◆ **Required work**
Extract exactly and only the lines from the one containing "Target: g logo on jersey" through the end of the entries below. Pictures should not appear in the copy.

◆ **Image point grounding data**
•••

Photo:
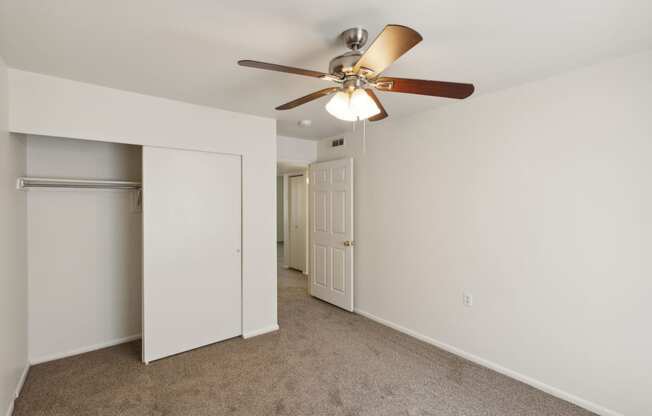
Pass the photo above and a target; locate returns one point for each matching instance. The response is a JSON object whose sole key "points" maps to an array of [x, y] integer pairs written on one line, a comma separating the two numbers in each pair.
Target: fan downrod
{"points": [[354, 38]]}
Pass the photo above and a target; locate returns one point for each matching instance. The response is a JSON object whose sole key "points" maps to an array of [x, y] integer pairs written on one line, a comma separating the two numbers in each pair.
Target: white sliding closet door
{"points": [[192, 293]]}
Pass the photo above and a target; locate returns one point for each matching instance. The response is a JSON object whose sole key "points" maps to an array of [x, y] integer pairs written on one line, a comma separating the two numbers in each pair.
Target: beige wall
{"points": [[13, 263], [538, 201], [279, 210]]}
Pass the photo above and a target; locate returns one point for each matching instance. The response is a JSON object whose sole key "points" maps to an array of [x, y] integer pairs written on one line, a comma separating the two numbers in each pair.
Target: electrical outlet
{"points": [[467, 299]]}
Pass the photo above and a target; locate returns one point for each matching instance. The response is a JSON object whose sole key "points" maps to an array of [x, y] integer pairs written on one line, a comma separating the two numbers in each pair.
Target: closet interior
{"points": [[106, 220]]}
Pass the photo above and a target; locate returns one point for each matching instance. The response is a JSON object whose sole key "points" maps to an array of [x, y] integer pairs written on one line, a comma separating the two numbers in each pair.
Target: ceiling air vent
{"points": [[337, 142]]}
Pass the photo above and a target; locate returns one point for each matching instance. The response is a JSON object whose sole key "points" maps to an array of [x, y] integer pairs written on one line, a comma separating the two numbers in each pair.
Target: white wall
{"points": [[84, 248], [280, 232], [50, 106], [538, 201], [13, 263], [290, 149]]}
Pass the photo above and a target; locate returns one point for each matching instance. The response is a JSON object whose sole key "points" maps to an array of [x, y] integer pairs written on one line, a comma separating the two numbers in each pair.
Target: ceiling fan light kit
{"points": [[358, 73]]}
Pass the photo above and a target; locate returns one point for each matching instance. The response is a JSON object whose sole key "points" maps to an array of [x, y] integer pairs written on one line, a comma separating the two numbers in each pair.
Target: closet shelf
{"points": [[27, 183]]}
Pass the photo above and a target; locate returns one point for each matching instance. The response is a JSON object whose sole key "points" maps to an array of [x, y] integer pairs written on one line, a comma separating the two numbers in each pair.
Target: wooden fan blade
{"points": [[383, 113], [283, 68], [425, 87], [388, 46], [307, 98]]}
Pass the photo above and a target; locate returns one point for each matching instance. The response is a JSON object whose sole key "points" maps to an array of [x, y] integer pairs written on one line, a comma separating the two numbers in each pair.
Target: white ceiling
{"points": [[187, 49]]}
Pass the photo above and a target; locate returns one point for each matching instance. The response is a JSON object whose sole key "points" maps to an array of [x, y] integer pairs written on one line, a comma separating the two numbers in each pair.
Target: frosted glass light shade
{"points": [[362, 105], [351, 107], [339, 107]]}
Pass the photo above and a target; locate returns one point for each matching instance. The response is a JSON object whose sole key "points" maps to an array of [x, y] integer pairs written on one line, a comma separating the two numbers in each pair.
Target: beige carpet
{"points": [[323, 361]]}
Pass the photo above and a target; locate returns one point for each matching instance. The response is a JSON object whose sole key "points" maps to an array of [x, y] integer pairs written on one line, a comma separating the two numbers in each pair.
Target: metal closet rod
{"points": [[26, 182]]}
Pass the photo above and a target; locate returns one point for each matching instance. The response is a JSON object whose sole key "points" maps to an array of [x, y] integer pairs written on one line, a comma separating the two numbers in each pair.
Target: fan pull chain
{"points": [[364, 137]]}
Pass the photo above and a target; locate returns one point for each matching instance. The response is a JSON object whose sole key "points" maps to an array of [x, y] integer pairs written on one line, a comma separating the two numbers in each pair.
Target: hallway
{"points": [[323, 361]]}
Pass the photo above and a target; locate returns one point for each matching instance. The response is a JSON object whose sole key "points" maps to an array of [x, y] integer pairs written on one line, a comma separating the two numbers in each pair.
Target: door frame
{"points": [[286, 217]]}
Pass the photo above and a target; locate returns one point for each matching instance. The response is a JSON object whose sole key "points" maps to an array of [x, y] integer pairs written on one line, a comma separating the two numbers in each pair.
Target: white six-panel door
{"points": [[331, 232], [191, 250]]}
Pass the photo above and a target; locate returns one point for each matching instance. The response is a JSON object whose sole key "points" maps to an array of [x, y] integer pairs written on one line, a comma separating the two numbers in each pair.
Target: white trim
{"points": [[77, 351], [261, 331], [21, 381], [593, 407], [19, 388]]}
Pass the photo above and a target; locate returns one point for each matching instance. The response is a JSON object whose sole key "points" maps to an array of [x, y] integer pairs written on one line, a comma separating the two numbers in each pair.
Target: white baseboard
{"points": [[593, 407], [261, 331], [77, 351], [19, 388]]}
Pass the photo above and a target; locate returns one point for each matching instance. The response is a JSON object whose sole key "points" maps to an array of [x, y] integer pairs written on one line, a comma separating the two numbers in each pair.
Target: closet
{"points": [[127, 241]]}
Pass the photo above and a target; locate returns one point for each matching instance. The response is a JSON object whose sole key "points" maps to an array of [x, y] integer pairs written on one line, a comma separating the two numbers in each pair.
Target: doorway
{"points": [[292, 216], [297, 223]]}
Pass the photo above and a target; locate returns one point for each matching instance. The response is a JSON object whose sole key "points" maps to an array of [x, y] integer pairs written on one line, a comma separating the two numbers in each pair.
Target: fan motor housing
{"points": [[343, 64]]}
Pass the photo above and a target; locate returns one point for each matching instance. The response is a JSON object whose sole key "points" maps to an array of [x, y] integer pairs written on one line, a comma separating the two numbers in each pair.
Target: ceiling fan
{"points": [[357, 73]]}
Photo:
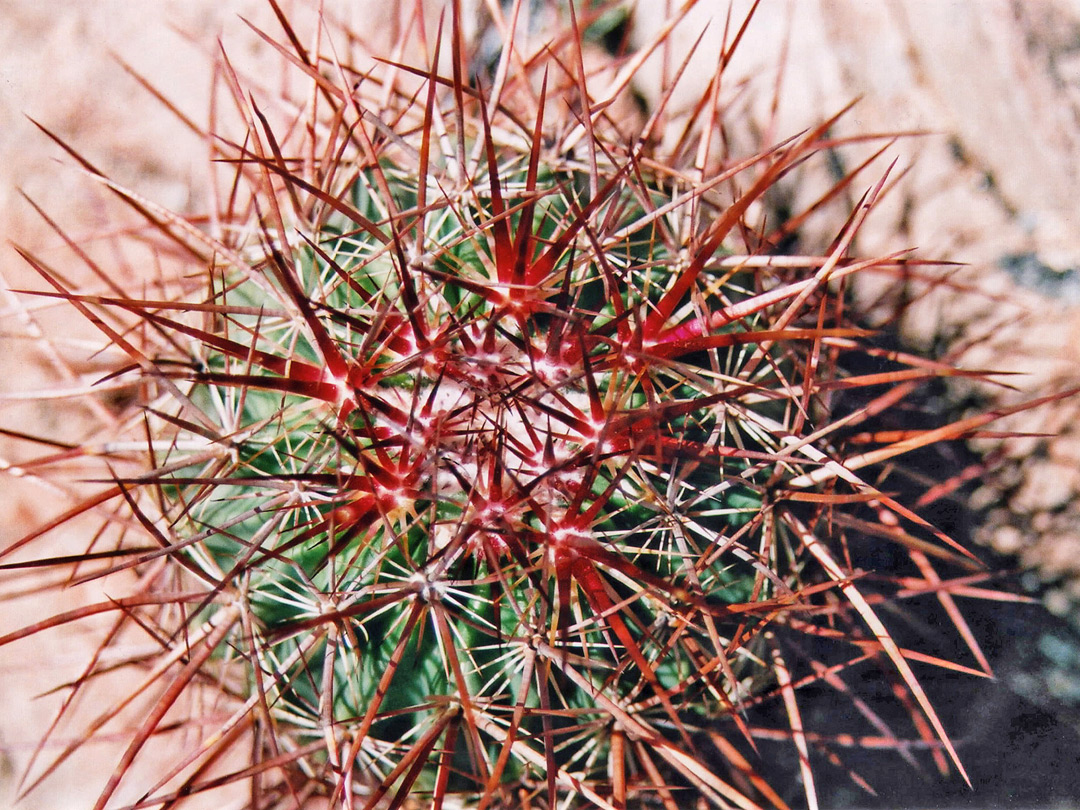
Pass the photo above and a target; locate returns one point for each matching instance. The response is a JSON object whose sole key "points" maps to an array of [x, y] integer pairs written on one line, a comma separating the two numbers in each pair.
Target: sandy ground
{"points": [[997, 81]]}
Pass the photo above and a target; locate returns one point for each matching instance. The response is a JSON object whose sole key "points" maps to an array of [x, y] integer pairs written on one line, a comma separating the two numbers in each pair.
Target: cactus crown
{"points": [[494, 448]]}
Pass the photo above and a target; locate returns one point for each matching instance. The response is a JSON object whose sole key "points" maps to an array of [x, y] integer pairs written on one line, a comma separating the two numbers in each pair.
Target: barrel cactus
{"points": [[489, 450]]}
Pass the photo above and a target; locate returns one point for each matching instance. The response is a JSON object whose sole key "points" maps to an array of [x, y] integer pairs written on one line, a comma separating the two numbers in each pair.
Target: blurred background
{"points": [[991, 180]]}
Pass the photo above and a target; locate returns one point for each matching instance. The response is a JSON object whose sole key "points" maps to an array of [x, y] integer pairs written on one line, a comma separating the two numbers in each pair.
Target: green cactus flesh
{"points": [[475, 408]]}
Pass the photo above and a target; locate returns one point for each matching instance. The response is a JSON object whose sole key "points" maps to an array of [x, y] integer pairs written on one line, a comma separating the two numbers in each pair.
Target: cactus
{"points": [[486, 449]]}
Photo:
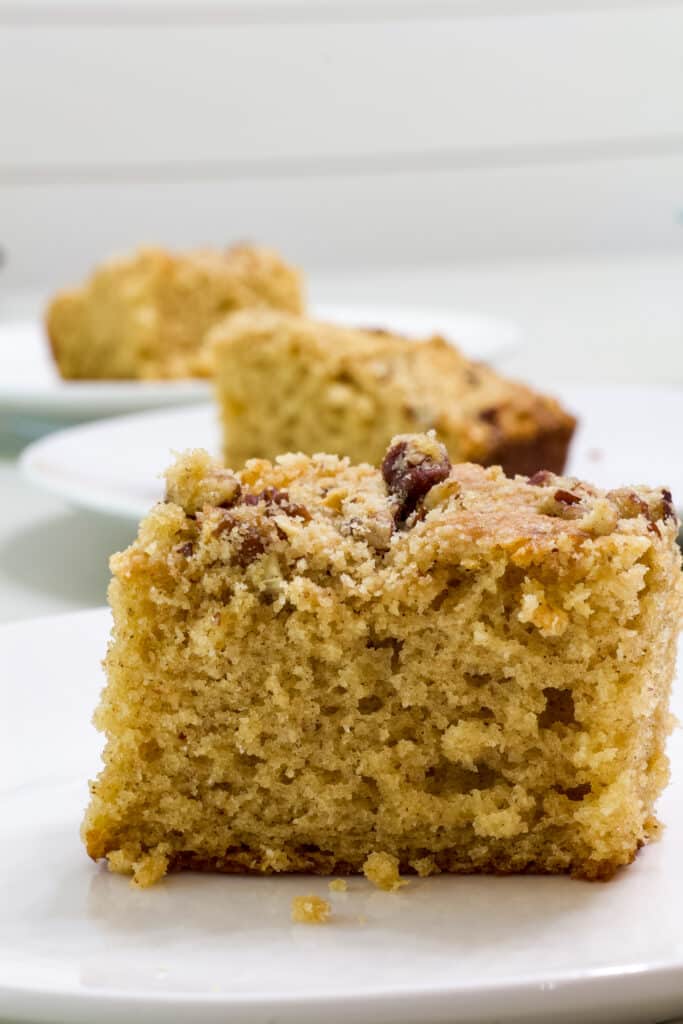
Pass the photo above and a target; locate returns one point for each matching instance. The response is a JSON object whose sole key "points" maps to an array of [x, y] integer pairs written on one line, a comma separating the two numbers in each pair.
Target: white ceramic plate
{"points": [[79, 944], [115, 465], [30, 385]]}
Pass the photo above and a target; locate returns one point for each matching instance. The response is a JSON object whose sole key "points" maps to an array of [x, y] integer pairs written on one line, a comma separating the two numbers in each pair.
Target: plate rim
{"points": [[67, 399], [81, 496]]}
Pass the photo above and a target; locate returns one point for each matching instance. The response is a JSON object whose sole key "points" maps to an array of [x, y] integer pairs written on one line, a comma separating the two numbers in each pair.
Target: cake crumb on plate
{"points": [[310, 910], [382, 870]]}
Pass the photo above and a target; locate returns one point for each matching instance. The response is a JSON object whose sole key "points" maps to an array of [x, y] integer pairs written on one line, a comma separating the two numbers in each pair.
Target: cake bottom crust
{"points": [[524, 458], [245, 861]]}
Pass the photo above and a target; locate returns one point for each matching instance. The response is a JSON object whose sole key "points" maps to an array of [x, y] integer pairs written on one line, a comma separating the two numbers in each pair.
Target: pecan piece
{"points": [[411, 468], [668, 510], [281, 500], [566, 498], [249, 545]]}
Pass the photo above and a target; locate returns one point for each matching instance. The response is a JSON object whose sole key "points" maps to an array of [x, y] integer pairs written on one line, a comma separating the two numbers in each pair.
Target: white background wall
{"points": [[363, 132]]}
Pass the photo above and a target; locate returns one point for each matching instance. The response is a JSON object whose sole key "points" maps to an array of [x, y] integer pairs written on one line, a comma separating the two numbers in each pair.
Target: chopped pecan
{"points": [[541, 477], [411, 468], [281, 500], [249, 545], [668, 510], [566, 498]]}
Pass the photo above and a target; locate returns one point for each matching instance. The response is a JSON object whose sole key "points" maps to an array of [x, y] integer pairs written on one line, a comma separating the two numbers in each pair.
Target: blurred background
{"points": [[518, 158], [478, 137]]}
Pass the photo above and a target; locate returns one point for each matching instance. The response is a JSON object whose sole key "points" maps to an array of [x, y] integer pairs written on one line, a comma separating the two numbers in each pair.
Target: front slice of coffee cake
{"points": [[314, 662]]}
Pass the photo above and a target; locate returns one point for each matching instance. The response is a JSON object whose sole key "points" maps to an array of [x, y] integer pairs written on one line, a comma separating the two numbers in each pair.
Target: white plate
{"points": [[115, 466], [79, 944], [30, 385]]}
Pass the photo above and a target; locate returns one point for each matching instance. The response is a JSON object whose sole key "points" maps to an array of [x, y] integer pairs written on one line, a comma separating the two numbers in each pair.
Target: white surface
{"points": [[78, 943], [30, 384], [620, 441], [473, 84], [349, 134]]}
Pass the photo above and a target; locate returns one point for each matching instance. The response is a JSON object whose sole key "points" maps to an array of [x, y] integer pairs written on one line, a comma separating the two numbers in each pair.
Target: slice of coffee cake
{"points": [[145, 315], [289, 384], [313, 663]]}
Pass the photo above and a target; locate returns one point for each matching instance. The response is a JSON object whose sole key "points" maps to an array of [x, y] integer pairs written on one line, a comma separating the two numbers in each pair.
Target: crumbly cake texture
{"points": [[286, 383], [145, 315], [319, 667]]}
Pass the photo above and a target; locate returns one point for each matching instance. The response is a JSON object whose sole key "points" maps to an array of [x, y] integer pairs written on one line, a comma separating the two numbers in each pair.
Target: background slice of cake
{"points": [[289, 384], [313, 662], [145, 315]]}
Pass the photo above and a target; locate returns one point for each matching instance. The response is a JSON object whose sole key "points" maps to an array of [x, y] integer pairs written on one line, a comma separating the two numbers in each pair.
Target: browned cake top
{"points": [[417, 494]]}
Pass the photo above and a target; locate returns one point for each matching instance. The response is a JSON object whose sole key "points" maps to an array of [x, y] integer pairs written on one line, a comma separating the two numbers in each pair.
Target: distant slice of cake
{"points": [[319, 667], [289, 384], [145, 315]]}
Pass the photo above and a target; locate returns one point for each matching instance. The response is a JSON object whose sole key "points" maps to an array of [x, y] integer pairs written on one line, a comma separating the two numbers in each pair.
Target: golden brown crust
{"points": [[446, 862]]}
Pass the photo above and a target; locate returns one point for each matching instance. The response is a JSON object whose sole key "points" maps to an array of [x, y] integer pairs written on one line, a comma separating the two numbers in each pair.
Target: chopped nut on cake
{"points": [[286, 383], [418, 668]]}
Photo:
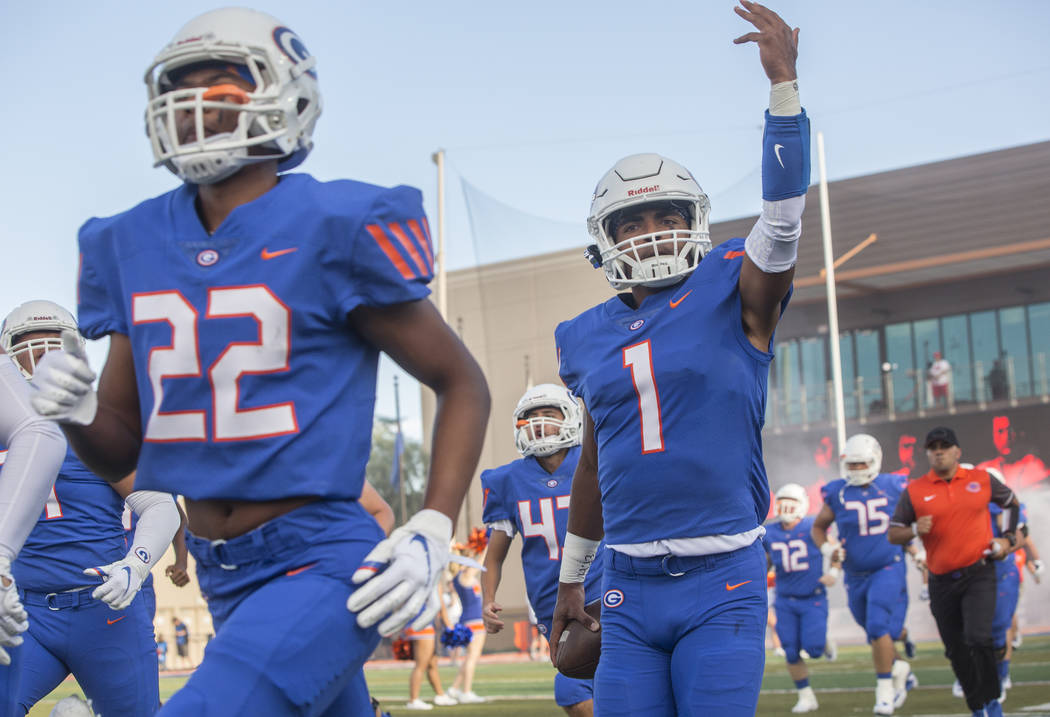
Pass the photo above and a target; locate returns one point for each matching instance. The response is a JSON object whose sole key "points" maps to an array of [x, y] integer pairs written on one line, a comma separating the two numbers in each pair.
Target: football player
{"points": [[861, 505], [35, 451], [246, 311], [801, 594], [1007, 591], [673, 377], [72, 627], [530, 497]]}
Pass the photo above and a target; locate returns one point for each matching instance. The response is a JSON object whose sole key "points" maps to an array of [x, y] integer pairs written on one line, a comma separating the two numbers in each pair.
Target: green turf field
{"points": [[843, 688]]}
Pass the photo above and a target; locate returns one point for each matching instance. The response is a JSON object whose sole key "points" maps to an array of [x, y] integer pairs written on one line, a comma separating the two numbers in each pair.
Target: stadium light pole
{"points": [[833, 303], [439, 160]]}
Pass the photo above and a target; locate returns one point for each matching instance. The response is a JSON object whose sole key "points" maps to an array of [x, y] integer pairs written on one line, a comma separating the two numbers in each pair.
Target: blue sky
{"points": [[532, 102]]}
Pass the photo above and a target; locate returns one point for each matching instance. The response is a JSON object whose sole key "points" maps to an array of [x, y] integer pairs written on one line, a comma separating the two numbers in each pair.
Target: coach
{"points": [[948, 509]]}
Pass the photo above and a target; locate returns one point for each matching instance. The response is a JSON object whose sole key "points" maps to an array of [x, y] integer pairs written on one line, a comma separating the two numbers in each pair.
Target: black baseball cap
{"points": [[941, 434]]}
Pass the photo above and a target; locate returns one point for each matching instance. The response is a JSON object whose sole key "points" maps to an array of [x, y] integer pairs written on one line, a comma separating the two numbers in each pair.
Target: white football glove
{"points": [[401, 574], [62, 383], [121, 581], [13, 615]]}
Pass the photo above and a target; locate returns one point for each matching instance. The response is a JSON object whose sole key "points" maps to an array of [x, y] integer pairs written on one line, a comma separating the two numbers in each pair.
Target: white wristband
{"points": [[783, 99], [576, 556]]}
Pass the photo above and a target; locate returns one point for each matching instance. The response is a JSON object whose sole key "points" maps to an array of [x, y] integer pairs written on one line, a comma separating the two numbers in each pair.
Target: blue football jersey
{"points": [[796, 559], [1009, 565], [862, 514], [239, 338], [537, 503], [79, 528], [677, 394]]}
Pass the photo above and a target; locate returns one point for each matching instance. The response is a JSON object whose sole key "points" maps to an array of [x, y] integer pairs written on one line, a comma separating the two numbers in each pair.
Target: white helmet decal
{"points": [[792, 503], [656, 259], [276, 118], [861, 448], [33, 317], [529, 437]]}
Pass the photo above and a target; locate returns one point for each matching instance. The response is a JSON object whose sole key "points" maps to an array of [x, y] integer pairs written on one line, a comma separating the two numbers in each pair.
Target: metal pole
{"points": [[833, 306], [442, 291], [400, 460]]}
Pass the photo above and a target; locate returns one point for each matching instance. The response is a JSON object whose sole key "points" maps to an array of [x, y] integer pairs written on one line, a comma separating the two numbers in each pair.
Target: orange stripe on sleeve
{"points": [[410, 247], [380, 236], [424, 240]]}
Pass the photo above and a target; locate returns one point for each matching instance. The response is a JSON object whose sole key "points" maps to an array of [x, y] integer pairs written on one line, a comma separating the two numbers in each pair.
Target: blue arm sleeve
{"points": [[785, 156]]}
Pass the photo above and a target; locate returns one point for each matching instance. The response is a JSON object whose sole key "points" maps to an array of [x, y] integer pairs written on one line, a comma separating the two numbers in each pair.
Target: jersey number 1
{"points": [[639, 359]]}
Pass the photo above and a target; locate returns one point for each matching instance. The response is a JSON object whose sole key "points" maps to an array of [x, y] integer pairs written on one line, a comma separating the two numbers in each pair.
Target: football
{"points": [[579, 649]]}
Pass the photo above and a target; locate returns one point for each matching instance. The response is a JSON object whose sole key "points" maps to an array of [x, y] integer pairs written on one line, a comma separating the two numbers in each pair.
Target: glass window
{"points": [[848, 384], [957, 350], [789, 408], [1014, 350], [1038, 323], [927, 335], [815, 378], [985, 349], [869, 371], [899, 353]]}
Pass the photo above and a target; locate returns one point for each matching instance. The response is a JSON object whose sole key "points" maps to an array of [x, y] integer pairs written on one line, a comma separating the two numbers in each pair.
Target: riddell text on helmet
{"points": [[644, 190]]}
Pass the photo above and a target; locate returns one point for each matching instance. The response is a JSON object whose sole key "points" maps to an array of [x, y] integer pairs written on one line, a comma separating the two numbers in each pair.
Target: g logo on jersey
{"points": [[292, 46], [207, 257]]}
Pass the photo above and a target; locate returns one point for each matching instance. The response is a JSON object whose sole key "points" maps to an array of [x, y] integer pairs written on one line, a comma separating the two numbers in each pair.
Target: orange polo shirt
{"points": [[962, 522]]}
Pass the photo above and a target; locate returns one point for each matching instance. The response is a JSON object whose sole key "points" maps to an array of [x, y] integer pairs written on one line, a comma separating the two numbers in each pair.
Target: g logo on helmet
{"points": [[291, 45]]}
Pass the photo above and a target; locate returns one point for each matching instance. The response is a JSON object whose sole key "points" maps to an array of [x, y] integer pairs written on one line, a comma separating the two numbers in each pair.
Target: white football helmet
{"points": [[74, 705], [32, 317], [861, 448], [277, 117], [793, 504], [528, 431], [656, 259]]}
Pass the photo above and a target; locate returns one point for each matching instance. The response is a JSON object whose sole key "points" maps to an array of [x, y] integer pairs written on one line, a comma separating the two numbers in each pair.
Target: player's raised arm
{"points": [[499, 545], [418, 339], [399, 575], [772, 247], [584, 533], [103, 428]]}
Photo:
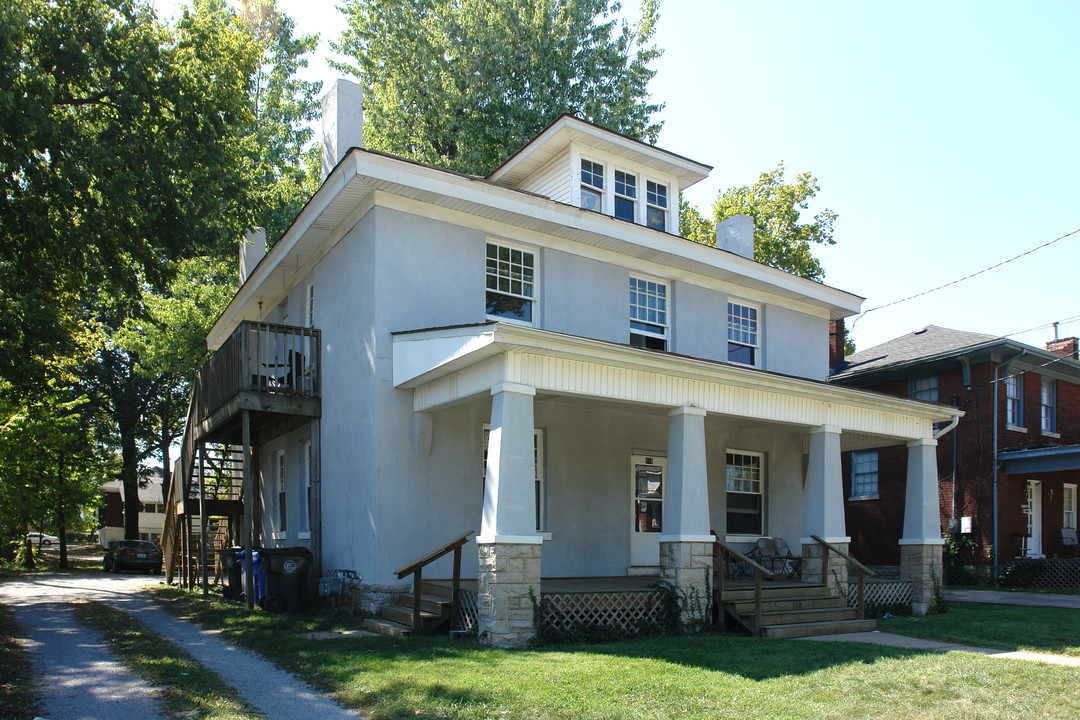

•••

◆ **Task answer**
Target: g logo on jersey
{"points": [[292, 46], [207, 257]]}
Pass the photo above and a target; locate returns one point for each matching instance. The response is a JSON object whose sole key "points" maps to an array of [x, y] integer pairs written on one line, a comma separating the two numbers in each pair.
Target: orange polo shirt
{"points": [[962, 522]]}
Pass the photo above and a target; locate returns one point for each matching instance. The response is a JSON object whose sole key "points" maps to an array of [x, y] integer pairs written on one line, a comma separating the two numbers in each pair.
Target: g logo on helmet
{"points": [[291, 45]]}
Pass the photo above and a target; locate returns one point for each matching instance. The response is a JSON object whose sole key "points" maps to an array of [x, y] integer pairs written on one line, a comma separating the two numbers in each pair.
Target: white football helmet
{"points": [[74, 705], [32, 317], [861, 448], [277, 117], [793, 504], [528, 431], [656, 259]]}
Pass the photo above and a target; locate returns one point for each matching instance. The response is a JSON object whose sole key "points" maps to an array of [x, y] integer pairs written on one line, a comma separating the two numbers in each pair.
Target: player's raised arm
{"points": [[499, 545], [418, 339], [399, 575], [772, 247], [584, 533], [103, 428]]}
Photo:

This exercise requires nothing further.